[Excerpts from location labeling data]
========================================================================

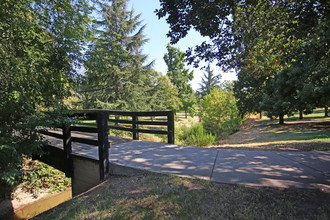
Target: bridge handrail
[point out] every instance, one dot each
(101, 128)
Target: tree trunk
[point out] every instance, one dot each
(326, 111)
(281, 120)
(300, 114)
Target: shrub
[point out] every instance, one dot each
(219, 113)
(197, 136)
(40, 176)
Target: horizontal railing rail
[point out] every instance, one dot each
(104, 122)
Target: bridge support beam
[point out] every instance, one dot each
(85, 174)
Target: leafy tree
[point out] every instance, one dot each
(40, 51)
(115, 75)
(180, 77)
(209, 81)
(163, 95)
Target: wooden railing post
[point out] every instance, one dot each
(103, 144)
(135, 126)
(170, 127)
(68, 150)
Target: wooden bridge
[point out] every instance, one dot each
(91, 130)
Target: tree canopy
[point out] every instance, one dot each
(180, 78)
(260, 39)
(40, 53)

========================================================================

- Instructions to follow: Reproduce the items above word for word, leaving out the pictures.

- Full answer:
Target: bridge handrail
[point out] every instance, one dot each
(101, 128)
Target: tree trunk
[point out] every instance, one dot each
(326, 111)
(281, 120)
(300, 114)
Target: shrub
[point out] every instance, one dot each
(219, 113)
(197, 136)
(40, 176)
Target: horizontal railing rail
[point out] every instance, one dot each
(104, 122)
Target: bridge support beam
[point out] every instance, one dot each
(85, 174)
Target: leafy tree
[point out] every instance, one dot each
(40, 51)
(115, 75)
(180, 77)
(209, 81)
(163, 95)
Target: wooden railing post
[point out] every instance, one dot each
(103, 144)
(135, 126)
(170, 127)
(68, 150)
Target: wooden bridge
[point out] every instance, one dot each
(91, 130)
Target: tree canopy
[point out] every instance, one dot each
(180, 78)
(260, 39)
(40, 53)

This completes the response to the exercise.